SELECTED TEXT >>
▶

Sunflower (SSVg Velbert 02)

Sport und Spielvereinigung Velbert were originally formed in 1902 as Velberter FC 02. The club underwent a number of mergers and demergers including an enforced wartime merger with Borussia Velbert due to a shortage of players. In the immediate post World War II years the town had two rival clubs SSV and VfB but by 1961 SSV had become the dominant force, competing at the then third tier Amateurliga Niederrhein. VfB struggled and eventually threw the towel in and merged with SSV in 1964.

The merged club rose to the second tier of the Regionalliga West by 1969 but a steady decline followed and by the end of the century Velbert were in the sixth division of German football.The turn of the century saw the club performing better on the field, winning the Oberliga Nordrhein but insufficient financial guarantees saw them denied a promotion to the Regionalliga West in 2003.

Velbert finally climbed to the fourth tier in 2012 winning the Oberliga Niederrhein. Their stay lasted just two seasons although they gained an immediate return winning the Oberliga at the end of last season. The man that guided them to promotion was Lars Leese who after a modest career with minor German clubs suddenly found himself keeping goal for Barnsley during their brief stint in the Premier League. Leese surprisingly left Velbert for DSK Köln in the close season.

◀

REQUIREMENTS >>
a) According to the SSVg Velbert history, in what year and under what name was the club first formed?
b) Write out the SSVg Velbert history from "Sunflower (SSVg Velbert 02)" to "SSV in 1964.".
c) Continue the SSVg Velbert history from the point where it stops.

EXTRACTED MATERIAL >>

▶

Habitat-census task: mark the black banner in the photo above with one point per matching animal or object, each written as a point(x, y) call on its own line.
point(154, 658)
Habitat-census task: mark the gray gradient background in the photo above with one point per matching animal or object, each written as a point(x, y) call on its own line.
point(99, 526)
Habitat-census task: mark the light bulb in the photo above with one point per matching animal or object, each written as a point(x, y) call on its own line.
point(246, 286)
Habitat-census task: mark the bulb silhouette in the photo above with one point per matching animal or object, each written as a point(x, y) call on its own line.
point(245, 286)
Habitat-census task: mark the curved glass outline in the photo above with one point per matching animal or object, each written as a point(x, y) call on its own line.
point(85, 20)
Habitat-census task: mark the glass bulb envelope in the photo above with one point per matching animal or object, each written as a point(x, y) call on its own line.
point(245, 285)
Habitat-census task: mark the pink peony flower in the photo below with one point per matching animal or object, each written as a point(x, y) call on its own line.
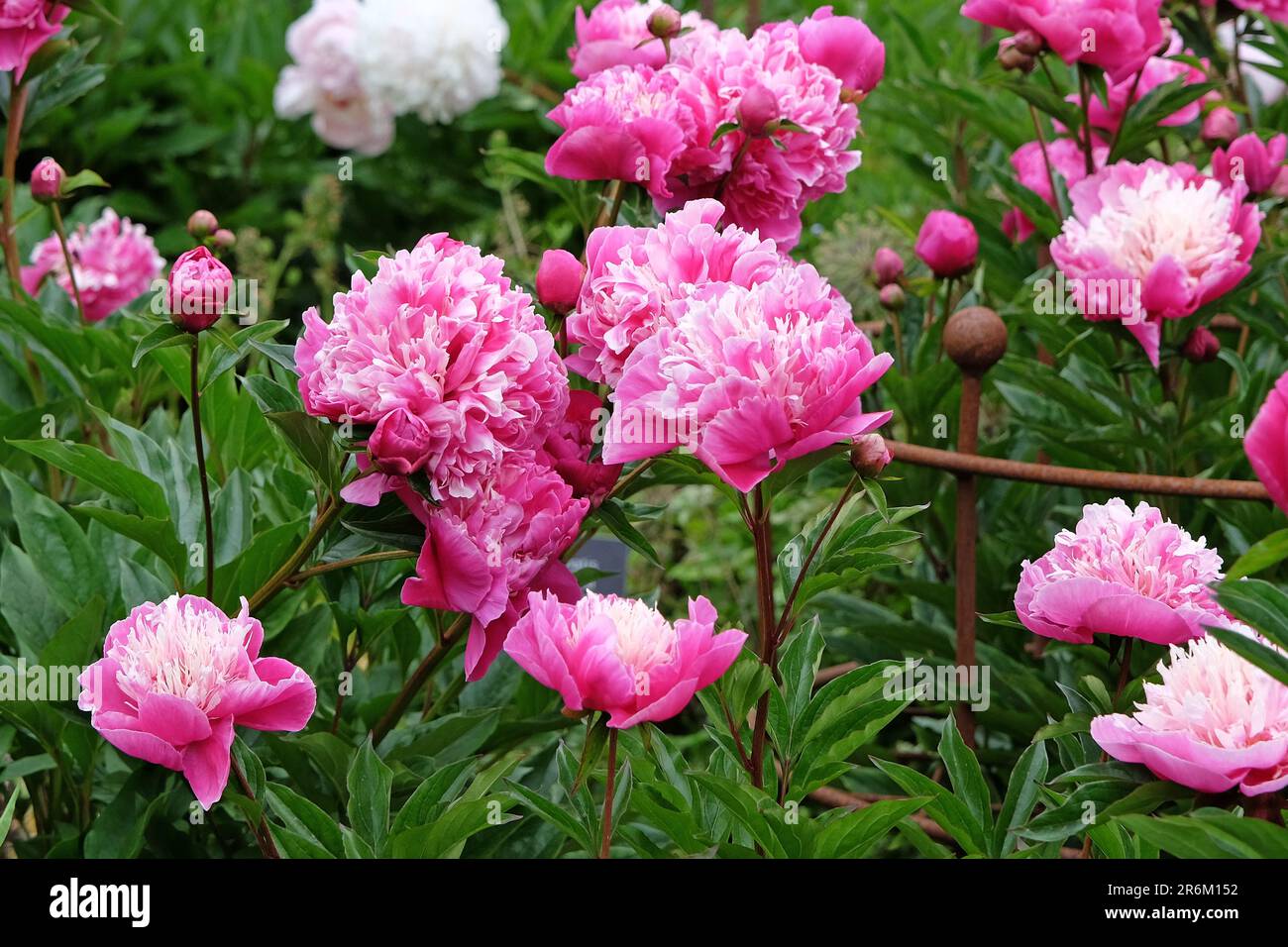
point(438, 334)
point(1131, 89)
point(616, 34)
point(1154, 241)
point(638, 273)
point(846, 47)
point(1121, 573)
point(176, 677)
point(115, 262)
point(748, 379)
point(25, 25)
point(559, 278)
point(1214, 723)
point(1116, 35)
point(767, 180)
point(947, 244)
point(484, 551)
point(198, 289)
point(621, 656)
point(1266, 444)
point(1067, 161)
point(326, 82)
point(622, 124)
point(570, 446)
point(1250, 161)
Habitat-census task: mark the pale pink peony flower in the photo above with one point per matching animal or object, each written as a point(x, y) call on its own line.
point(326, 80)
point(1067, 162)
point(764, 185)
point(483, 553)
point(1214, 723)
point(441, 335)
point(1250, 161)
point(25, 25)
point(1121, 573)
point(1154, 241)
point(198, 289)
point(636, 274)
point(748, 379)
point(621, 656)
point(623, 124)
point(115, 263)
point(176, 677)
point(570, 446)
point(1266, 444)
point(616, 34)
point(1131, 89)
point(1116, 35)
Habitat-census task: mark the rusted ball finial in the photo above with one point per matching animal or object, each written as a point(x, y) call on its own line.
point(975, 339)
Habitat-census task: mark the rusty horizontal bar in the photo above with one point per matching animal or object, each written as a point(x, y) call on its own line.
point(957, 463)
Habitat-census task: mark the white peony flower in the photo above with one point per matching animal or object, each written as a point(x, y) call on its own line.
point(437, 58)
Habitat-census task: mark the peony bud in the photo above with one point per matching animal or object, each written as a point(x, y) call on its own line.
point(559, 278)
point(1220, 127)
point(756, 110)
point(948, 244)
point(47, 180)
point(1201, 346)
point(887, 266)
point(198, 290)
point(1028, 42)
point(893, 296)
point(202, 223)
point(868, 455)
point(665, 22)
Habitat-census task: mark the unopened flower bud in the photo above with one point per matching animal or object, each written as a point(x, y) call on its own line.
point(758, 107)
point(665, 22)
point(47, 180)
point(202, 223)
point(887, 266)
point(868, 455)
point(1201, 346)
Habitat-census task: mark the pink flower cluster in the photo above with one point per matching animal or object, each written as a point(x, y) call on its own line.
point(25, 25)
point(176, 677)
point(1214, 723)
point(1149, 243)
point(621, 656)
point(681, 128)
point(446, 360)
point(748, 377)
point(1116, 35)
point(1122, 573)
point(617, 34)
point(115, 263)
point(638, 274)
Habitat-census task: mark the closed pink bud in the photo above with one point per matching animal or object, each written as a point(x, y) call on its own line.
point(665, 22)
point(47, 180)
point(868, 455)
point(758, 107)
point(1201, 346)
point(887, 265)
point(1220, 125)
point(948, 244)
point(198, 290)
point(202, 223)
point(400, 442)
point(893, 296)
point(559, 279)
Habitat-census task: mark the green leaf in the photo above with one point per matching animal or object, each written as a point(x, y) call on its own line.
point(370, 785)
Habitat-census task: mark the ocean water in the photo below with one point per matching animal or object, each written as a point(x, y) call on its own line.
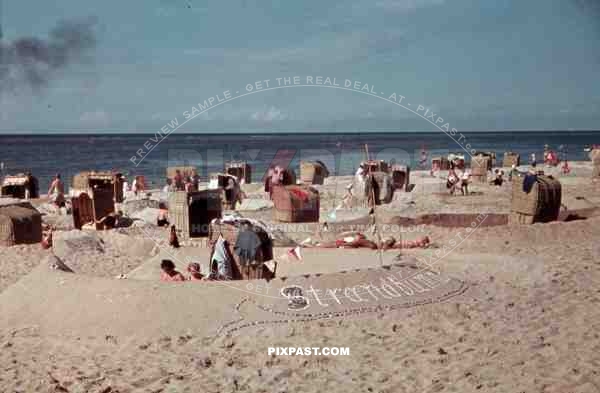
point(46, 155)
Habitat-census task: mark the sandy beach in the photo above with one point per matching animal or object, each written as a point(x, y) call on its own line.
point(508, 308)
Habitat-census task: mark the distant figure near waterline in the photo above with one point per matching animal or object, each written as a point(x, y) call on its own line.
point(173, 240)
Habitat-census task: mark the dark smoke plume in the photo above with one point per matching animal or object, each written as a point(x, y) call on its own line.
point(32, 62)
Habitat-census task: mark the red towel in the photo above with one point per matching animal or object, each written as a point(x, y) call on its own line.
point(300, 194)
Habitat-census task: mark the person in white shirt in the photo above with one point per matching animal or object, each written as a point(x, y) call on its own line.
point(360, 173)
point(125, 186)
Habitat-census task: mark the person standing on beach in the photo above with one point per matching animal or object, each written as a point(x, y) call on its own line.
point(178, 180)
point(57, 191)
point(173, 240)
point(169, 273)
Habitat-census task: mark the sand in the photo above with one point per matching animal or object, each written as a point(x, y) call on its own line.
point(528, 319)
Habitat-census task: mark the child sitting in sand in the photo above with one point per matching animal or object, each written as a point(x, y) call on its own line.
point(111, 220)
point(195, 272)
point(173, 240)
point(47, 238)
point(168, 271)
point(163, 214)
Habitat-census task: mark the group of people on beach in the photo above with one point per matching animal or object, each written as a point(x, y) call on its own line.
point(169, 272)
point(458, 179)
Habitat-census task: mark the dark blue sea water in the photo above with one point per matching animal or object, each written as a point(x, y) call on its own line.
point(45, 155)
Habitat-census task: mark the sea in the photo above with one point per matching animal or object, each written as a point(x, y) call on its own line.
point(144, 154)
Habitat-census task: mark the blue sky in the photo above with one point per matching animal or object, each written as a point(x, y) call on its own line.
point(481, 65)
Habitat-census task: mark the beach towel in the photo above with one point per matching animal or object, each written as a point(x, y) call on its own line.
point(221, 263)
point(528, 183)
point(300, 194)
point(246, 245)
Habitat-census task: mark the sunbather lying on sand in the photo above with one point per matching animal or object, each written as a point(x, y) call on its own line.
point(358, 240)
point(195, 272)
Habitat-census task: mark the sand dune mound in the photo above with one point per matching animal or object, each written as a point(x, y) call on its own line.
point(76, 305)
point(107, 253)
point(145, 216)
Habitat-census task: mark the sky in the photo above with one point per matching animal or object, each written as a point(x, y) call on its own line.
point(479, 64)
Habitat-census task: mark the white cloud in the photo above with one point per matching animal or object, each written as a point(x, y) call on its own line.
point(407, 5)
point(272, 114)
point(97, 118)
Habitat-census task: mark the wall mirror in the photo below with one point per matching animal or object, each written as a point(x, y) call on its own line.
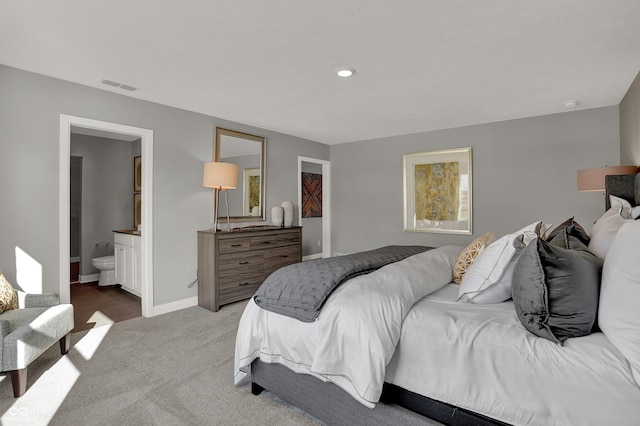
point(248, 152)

◀
▶

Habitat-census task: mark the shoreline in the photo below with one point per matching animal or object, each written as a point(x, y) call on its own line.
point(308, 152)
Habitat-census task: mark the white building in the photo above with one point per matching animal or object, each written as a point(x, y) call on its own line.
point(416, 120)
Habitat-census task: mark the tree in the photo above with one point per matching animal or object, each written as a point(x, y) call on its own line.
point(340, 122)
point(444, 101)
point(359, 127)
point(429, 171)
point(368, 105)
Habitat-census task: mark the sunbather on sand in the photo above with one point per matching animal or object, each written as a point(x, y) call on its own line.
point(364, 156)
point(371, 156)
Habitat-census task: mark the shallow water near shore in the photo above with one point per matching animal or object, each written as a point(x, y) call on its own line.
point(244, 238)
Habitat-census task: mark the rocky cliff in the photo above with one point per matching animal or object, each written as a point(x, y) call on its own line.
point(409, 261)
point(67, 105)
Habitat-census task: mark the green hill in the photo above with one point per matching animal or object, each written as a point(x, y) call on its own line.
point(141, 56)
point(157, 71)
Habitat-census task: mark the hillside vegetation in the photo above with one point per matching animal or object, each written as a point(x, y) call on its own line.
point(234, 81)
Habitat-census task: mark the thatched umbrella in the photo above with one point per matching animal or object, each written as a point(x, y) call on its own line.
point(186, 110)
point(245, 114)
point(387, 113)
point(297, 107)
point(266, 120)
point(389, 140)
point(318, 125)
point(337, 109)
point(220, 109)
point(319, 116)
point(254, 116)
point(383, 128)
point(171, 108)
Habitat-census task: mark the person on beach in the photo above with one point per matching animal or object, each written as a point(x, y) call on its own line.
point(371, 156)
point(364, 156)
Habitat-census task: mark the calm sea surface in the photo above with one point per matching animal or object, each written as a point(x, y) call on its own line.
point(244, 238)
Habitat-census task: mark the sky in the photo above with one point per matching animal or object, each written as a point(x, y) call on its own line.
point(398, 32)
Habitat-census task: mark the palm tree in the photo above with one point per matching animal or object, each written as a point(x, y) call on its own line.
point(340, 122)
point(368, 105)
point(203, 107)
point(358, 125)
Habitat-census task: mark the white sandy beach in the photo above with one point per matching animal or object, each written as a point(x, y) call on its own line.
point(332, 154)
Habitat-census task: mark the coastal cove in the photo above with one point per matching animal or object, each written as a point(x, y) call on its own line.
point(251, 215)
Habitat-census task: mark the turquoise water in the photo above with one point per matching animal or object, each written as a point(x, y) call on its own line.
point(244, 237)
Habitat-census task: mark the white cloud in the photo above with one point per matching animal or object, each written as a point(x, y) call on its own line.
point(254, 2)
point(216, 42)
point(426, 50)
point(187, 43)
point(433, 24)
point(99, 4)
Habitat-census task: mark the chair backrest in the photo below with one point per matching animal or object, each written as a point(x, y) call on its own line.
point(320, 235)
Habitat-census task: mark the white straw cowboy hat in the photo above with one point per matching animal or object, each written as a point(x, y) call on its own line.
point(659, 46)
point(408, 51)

◀
▶

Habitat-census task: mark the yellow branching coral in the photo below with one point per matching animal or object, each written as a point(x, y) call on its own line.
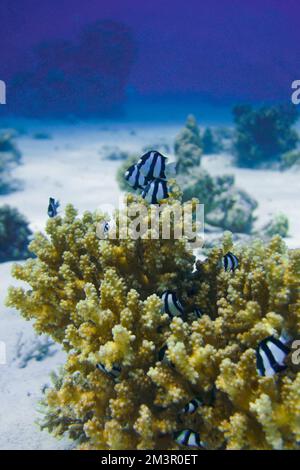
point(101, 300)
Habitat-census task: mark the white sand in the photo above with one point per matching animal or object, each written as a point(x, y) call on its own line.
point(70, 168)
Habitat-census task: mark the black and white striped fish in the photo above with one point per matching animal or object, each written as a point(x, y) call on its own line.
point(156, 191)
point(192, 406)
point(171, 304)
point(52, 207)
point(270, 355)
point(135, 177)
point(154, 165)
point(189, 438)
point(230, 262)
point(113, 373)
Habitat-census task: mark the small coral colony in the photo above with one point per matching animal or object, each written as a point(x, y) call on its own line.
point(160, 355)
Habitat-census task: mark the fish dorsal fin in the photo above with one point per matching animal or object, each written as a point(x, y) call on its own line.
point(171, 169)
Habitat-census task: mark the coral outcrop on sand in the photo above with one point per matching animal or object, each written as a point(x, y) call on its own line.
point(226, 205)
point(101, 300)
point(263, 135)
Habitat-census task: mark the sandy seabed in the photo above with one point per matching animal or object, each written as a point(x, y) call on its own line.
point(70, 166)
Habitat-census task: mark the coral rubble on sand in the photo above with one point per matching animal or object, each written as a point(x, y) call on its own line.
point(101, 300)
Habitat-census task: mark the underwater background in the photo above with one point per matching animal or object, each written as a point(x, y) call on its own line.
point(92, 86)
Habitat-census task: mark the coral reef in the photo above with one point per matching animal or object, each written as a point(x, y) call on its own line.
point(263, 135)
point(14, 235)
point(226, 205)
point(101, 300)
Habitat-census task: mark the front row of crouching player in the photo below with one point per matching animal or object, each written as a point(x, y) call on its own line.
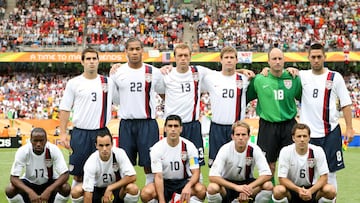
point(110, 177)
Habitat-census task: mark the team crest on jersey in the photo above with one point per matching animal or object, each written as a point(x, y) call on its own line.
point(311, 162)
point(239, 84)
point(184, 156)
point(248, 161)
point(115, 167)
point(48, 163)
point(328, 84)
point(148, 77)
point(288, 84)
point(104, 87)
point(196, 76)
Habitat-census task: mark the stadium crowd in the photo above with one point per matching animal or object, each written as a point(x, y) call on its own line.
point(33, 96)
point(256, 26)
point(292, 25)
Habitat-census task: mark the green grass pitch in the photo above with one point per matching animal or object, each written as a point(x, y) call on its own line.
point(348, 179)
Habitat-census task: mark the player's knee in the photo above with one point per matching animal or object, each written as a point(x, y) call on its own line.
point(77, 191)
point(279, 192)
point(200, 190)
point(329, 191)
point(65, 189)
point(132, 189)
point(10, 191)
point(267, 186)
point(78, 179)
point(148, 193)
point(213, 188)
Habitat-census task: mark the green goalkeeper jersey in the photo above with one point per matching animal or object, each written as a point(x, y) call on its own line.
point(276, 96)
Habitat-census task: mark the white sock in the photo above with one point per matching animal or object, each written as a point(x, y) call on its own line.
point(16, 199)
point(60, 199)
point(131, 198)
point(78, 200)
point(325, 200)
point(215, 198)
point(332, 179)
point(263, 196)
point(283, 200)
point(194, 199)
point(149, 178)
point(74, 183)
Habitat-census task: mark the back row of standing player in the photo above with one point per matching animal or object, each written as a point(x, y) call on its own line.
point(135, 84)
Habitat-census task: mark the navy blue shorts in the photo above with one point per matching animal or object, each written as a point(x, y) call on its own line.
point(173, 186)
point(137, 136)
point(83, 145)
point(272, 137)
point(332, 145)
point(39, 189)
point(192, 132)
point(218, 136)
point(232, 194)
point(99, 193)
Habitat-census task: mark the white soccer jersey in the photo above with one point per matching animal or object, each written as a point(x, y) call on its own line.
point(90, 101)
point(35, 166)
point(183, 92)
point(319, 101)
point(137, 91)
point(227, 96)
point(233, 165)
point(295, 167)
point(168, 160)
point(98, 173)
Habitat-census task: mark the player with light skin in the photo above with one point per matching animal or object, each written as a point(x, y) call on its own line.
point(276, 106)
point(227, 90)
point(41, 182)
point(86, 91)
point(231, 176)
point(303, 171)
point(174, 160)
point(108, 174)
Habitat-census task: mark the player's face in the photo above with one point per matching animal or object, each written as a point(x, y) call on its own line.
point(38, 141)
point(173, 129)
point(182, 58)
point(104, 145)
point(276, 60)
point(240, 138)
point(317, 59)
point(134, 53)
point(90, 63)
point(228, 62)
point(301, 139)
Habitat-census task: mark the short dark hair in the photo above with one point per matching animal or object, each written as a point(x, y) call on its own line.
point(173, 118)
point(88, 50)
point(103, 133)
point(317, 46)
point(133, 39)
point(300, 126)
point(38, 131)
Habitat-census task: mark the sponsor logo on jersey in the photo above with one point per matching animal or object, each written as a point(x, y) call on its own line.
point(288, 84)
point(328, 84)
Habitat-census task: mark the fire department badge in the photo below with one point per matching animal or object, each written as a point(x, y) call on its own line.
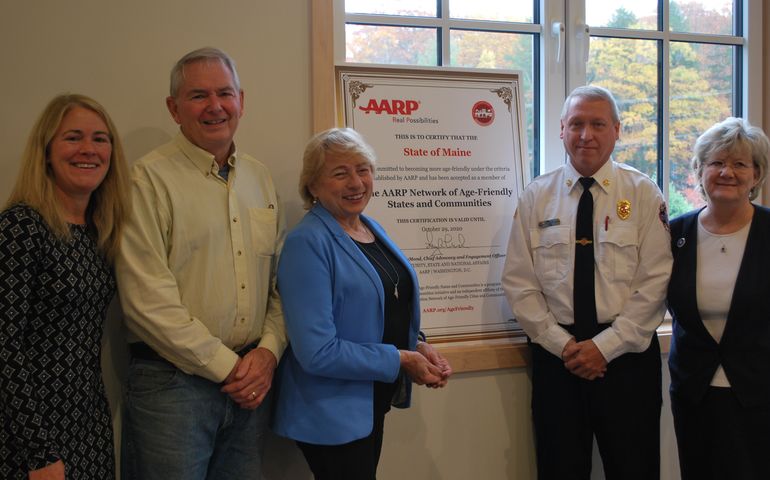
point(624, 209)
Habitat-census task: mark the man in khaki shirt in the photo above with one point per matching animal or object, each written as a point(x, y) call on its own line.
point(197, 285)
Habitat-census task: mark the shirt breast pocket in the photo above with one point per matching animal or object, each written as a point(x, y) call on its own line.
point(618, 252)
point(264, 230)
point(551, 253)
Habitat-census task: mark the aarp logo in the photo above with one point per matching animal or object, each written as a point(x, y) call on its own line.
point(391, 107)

◀

RESPONSES TO THE TASKS >>
a) In 1902, as Velberter FC 02.

b)
Sunflower (SSVg Velbert 02)

Sport und Spielvereinigung Velbert were originally formed in 1902 as Velberter FC 02. The club underwent a number of mergers and demergers including an enforced wartime merger with Borussia Velbert due to a shortage of players. In the immediate post World War II years the town had two rival clubs SSV and VfB but by 1961 SSV had become the dominant force, competing at the then third tier Amateurliga Niederrhein. VfB struggled and eventually threw the towel in and merged with SSV in 1964.

c)
Velbert play at the delightful Stadion Sonnenblume which can hold 4,702 people. The stadium was opened in October 1969 and incredibly the whole stadium was built in under five months. Velbert’s first opponents at the new ground were TSV Marl-Hüls. Their second match was against near neighbours SV Wuppertaler, and this set the all time attendance record at the Sonnenblume of 13,000. Prior to the opening of the Sonnenblume Velbert had played most of their existence at a ground called Platz Am Wasserturmhochaus. This venue was considered unsuitable for Regionalliga football and the first seven games of the 1969/70 were spent playing in Ratingen before the Sonnenblume was ready for inauguration.

Known since a 2012 sponsorship deal as the Christopeit Sports Arena the ground boasts a covered grandstand and open terrace one side and a long open terrrace on the far side. This area is segregated and today houses a decent sprinkling of visiting fans from Rot-Weiß Oberhausen. Both ends are curved with ample terracing some of which has seen nature take over with grass covering the concrete steps.

This afternoon’s game is a very one sided affair as Oberhausen dominate proceedings from the off. Aside from a brief period when a towering header from Velbert skipper Niklas Andersen got the hosts back in the game the result was never truly in doubt. Andersen then scuppered his sides chances of a comeback when an injudicious challenge was punished with a second yellow card.

Velbert badge

Saturday November 7th 2015 – Regionalliga West

SSVg Velbert 1 (Andersen 59)

SC Rot-Weiß Oberhausen 4 (Reinert 18, Jansen 27, Steinmetz 65, Engelmann 79)

Att: 640 (at Stadion Sonnenblume)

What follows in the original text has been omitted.